> _Work request_
Down to the last line, output the records below exactly.

[Input data Boundary: Start]

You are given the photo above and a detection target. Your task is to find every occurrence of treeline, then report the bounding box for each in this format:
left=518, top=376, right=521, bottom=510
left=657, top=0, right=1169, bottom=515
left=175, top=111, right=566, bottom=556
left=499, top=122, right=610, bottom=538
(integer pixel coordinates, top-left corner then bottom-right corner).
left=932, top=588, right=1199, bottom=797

[Input data Boundary: End]

> _Answer section_
You are given the photo above and a detection target. Your task is to find every occurrence of treeline, then report the bounding box for each in this format:
left=518, top=376, right=521, bottom=510
left=657, top=0, right=1169, bottom=515
left=175, top=111, right=566, bottom=556
left=499, top=122, right=610, bottom=538
(integer pixel coordinates, top-left corner then bottom-right corner).
left=932, top=588, right=1199, bottom=797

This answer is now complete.